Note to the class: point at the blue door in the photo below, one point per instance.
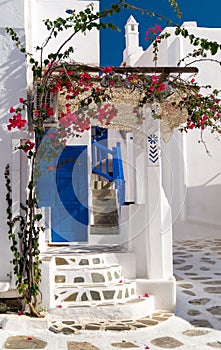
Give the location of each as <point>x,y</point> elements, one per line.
<point>69,215</point>
<point>65,190</point>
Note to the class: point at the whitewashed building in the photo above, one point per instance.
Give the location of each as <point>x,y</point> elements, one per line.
<point>123,254</point>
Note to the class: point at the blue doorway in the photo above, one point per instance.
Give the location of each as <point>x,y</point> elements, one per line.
<point>69,215</point>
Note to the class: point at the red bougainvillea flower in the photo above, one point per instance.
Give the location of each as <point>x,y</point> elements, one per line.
<point>16,122</point>
<point>107,69</point>
<point>28,146</point>
<point>50,111</point>
<point>12,110</point>
<point>36,113</point>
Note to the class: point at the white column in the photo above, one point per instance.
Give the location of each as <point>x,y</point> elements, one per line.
<point>158,214</point>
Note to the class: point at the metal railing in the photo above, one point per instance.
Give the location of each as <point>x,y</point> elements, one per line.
<point>108,164</point>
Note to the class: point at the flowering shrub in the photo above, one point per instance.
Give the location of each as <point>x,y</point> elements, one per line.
<point>85,95</point>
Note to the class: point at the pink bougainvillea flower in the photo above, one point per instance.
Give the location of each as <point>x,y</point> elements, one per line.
<point>154,79</point>
<point>107,70</point>
<point>50,111</point>
<point>11,110</point>
<point>158,28</point>
<point>16,122</point>
<point>28,146</point>
<point>36,113</point>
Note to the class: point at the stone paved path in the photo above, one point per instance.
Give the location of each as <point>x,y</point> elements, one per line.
<point>197,267</point>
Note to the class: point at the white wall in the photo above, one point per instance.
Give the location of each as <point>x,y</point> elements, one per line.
<point>25,17</point>
<point>192,178</point>
<point>12,86</point>
<point>86,48</point>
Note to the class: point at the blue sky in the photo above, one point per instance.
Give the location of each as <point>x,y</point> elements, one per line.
<point>205,13</point>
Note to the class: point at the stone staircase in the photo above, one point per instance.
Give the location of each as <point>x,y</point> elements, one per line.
<point>92,285</point>
<point>105,212</point>
<point>90,279</point>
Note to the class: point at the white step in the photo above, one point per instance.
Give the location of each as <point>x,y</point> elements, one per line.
<point>94,294</point>
<point>131,310</point>
<point>104,274</point>
<point>84,260</point>
<point>99,184</point>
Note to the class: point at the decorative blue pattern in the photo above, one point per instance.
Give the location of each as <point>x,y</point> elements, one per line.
<point>153,149</point>
<point>152,139</point>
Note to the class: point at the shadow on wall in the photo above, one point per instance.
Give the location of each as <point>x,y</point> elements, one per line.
<point>203,203</point>
<point>5,254</point>
<point>12,73</point>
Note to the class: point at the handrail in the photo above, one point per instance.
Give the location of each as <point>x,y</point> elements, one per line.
<point>100,166</point>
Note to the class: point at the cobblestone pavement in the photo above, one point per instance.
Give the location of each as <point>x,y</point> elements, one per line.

-- -- --

_Task details_
Find the line containing "Note to the class: point at the stone staircase", then output it and every line after it to the end of the data, exactly.

_Answer to this task_
Note to the class: point at the stone staircase in the photo above, one point per instance.
Give the location of each as <point>x,y</point> elements, one per line.
<point>92,285</point>
<point>105,212</point>
<point>90,279</point>
Note to the class: point at the white step in the photo above, one point per instance.
Give the location of each as <point>x,y</point> elements, one per line.
<point>94,294</point>
<point>131,310</point>
<point>104,274</point>
<point>84,260</point>
<point>99,184</point>
Note to the class: point at the decorative blue pattern in the photo above, one point per instance.
Give the location of each as <point>x,y</point> elements, one per line.
<point>153,149</point>
<point>152,139</point>
Note to the class: point at the shadow on wall in the photo above, one point per instance.
Give the location of each as <point>x,y</point> elements, one per line.
<point>203,203</point>
<point>5,254</point>
<point>12,73</point>
Note to the class: point at the handrail in the photo above, one point per instance.
Give the location of each as <point>x,y</point> elements, one per line.
<point>100,166</point>
Note to the class: point at the cobblestone pavement in the photo above, one point per instance.
Give the location of each as <point>x,y</point> elements, one per line.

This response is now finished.